Region pointing data
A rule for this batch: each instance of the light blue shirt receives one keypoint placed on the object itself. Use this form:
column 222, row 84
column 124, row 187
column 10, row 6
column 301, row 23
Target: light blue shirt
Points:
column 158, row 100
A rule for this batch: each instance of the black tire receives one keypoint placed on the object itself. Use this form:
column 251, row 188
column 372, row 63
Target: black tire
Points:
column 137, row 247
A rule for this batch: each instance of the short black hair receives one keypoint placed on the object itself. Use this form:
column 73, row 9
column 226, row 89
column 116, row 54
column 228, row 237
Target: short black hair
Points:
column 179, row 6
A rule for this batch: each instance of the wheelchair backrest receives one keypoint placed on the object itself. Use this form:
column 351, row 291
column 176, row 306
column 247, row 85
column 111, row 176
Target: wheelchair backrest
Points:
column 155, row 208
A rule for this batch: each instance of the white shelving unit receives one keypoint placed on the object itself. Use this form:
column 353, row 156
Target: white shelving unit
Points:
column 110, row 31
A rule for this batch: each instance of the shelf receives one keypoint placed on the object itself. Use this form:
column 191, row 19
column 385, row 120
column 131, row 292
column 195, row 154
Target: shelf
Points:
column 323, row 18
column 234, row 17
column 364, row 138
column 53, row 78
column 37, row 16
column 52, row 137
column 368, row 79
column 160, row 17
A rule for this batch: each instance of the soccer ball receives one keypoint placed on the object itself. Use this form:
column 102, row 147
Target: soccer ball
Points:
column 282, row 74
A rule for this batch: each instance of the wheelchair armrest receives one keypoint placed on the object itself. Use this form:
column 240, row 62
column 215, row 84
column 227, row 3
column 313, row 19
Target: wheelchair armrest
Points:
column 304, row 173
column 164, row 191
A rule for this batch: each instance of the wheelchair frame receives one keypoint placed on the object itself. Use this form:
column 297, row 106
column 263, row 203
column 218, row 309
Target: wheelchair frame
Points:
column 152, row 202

:: WHAT YOU NEED TO DO ::
From the line containing "column 240, row 62" to the last line of the data above, copy each line exactly and add nothing.

:: SOLUTION FOR THIS PROBLEM ::
column 240, row 62
column 215, row 84
column 227, row 3
column 313, row 19
Target: wheelchair armrest
Points:
column 304, row 173
column 164, row 191
A rule for this batch: each instance of the wheelchair frame receives one keypoint placed on the object itself. Use this form:
column 297, row 106
column 263, row 203
column 218, row 309
Target: wheelchair frame
Points:
column 152, row 202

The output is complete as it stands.